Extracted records
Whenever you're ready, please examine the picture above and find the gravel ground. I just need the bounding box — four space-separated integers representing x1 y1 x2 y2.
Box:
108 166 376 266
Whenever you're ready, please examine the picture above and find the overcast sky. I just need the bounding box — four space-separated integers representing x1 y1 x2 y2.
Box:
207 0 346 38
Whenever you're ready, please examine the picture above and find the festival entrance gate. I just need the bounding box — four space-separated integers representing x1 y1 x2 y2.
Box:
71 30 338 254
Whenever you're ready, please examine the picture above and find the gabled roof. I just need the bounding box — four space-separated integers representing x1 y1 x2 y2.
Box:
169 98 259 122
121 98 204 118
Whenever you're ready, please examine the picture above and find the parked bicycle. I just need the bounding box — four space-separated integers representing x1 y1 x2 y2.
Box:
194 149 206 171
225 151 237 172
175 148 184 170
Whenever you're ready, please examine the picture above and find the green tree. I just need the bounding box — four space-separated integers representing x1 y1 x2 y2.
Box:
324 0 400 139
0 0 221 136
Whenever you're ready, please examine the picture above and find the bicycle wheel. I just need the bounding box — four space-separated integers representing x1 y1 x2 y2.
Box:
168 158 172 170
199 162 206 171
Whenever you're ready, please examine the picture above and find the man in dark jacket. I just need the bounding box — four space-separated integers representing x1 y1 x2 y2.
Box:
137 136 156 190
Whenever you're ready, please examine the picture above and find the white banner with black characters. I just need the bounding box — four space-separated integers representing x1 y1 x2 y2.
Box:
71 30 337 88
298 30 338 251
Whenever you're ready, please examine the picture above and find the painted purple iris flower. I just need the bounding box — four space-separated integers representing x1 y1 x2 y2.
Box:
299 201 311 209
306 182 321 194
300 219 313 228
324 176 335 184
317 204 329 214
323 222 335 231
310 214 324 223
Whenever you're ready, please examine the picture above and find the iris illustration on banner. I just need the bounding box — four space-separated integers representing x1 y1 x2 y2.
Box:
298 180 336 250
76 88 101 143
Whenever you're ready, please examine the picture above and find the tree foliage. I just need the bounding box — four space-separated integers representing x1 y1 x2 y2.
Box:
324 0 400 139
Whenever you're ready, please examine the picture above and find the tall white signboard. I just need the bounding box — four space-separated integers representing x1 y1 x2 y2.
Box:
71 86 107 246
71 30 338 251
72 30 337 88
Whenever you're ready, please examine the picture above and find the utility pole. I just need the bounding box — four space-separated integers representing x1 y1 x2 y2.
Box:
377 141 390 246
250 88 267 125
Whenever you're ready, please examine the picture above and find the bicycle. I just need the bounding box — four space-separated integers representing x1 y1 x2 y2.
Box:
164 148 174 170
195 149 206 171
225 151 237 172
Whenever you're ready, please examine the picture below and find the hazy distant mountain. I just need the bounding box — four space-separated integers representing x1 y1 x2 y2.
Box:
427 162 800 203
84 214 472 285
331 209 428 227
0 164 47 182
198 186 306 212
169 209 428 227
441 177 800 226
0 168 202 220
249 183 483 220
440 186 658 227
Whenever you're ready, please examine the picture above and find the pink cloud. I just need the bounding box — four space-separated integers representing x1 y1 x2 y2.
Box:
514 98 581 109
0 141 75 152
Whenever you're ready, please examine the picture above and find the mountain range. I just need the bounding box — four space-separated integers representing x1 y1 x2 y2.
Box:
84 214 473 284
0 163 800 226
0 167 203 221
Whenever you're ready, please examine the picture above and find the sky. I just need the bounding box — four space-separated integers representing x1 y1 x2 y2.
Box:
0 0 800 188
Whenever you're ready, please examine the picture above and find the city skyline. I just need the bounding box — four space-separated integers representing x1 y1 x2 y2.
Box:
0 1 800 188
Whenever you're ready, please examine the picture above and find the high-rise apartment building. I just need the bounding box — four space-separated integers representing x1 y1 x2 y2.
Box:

• **EXERCISE DETAILS**: Can you rewrite every one of the rows above as a numbered list, leaving out any blank lines?

• **RESPONSE FOR THIS EXERCISE**:
1. Whenever you're ready, please examine the picture above and find the gravel ground. I just need the bounding box — four space-separated integers representing x1 y1 x2 y2.
2. Box:
3. 108 166 376 266
4. Whenever you're ready, please examine the picture above and find the overcast sky. I just need the bounding box — four space-separated integers representing x1 y1 x2 y2.
5. Box:
6. 207 0 346 38
7. Whenever you're ready, please examine the picture above and find the festival entrance gate. I just need the bounding box — four space-separated integers representing x1 y1 x2 y2.
8. Box:
9. 71 30 338 254
10. Whenever you're ready, please examine the picture above and find the gabled roof. I just need the bounding box — four space-separated integers representing x1 y1 x2 y2.
11. Box:
12. 169 98 259 122
13. 121 98 204 118
14. Whenever you're ready, please examine the picture above and find the parked bicycle. I just need the bounding box — four space-separated integers representing x1 y1 x2 y2.
15. Box:
16. 194 149 206 171
17. 225 151 237 172
18. 175 148 184 170
19. Whenever you're ready, please examine the picture above and find the green tree. I just need the bounding box — four space-separated integers representing x1 y1 x2 y2.
20. Box:
21. 324 0 400 139
22. 0 0 221 136
23. Whenever you're ready, please examine the picture above and find the bicycle wheel. I just need the bounding box — four space-separated integers representing x1 y1 x2 y2.
24. Box:
25. 168 158 172 170
26. 199 162 206 171
27. Whenever you're ready, please examine the picture above and find the man in dark jacket. I just need the bounding box — four space-separated integers representing x1 y1 x2 y2.
28. Box:
29. 137 136 156 190
30. Whenever you're ready, please examine the picture above and find the white banner with black characters. I just need the bounding box — four space-separated integers representing x1 y1 x2 y2.
31. Box:
32. 71 30 337 88
33. 298 30 338 251
34. Whenever you're ready, please examine the picture above and find the painted purple iris flower. I just need the bounding box — four space-separated integers representing x1 y1 x2 y2.
35. Box:
36. 299 201 311 209
37. 306 182 321 194
38. 300 219 313 228
39. 324 176 335 184
40. 317 204 329 214
41. 323 222 335 231
42. 310 214 324 223
43. Whenever you're ready, please examine the picture above and find the iris illustration on banner. I just need the bounding box — four space-separated integers representing x1 y1 x2 y2.
44. Box:
45. 298 180 336 250
46. 76 88 101 143
47. Whenever you're ready, please examine the picture above and find the tree foliage. I just need the bounding box — four space-separated integers representing x1 y1 x2 y2.
48. Box:
49. 324 0 400 139
50. Whenever you're ready, please examine the picture above and find the tall white signboard. I just need the bounding box — four space-separated integers representing x1 y1 x2 y2.
51. Box:
52. 71 86 107 246
53. 71 30 338 251
54. 72 30 337 88
55. Whenever you're ready, please examine the picture above and find the utility pole. I just need the bounding box — four space-separated integers representing x1 y1 x2 y2.
56. Box:
57. 377 141 390 246
58. 250 88 267 125
59. Whenever you're ready, please examine the picture above and find the bicycle. I just need the bounding box — four space-separated integers representing x1 y1 x2 y2.
60. Box:
61. 164 148 174 170
62. 195 149 206 171
63. 225 151 237 172
64. Whenever you're ready, please examine the picture below and find the hazy distant mountain. I just need the bounding box — four space-separated integers representing x1 y1 x2 y2.
65. Box:
66. 427 162 800 203
67. 84 214 472 285
68. 331 209 428 227
69. 0 164 47 182
70. 198 186 306 212
71. 169 209 428 227
72. 441 177 800 226
73. 0 168 202 220
74. 249 183 483 220
75. 440 186 658 227
76. Whenever you're ready, please examine the picture above and find the pink cloud. I just need the bounding box — four space-separated integers representing x1 y1 x2 y2.
77. Box:
78. 514 98 581 109
79. 0 141 75 152
80. Whenever you're ready, please examine the picture above and find the mountain range. I just need the bounding box — four space-separated integers representing x1 y1 x2 y2.
81. Box:
82. 84 214 473 284
83. 0 163 800 226
84. 0 167 203 221
85. Whenever you're ready, please examine the picture above and find the sky. I just need the bounding box — four space-separated integers representing x1 y1 x2 y2.
86. Box:
87. 0 0 800 188
88. Whenever you're ready, please examine the picture above and find the city skyline. I just need the bounding box — four space-separated integers representing x1 y1 x2 y2.
89. Box:
90. 0 1 800 188
91. Whenever you're ready, please examine the picture above and find the high-rise apartment building. I just need the bounding box — four space-separated integers representing x1 y1 x2 y2.
92. Box:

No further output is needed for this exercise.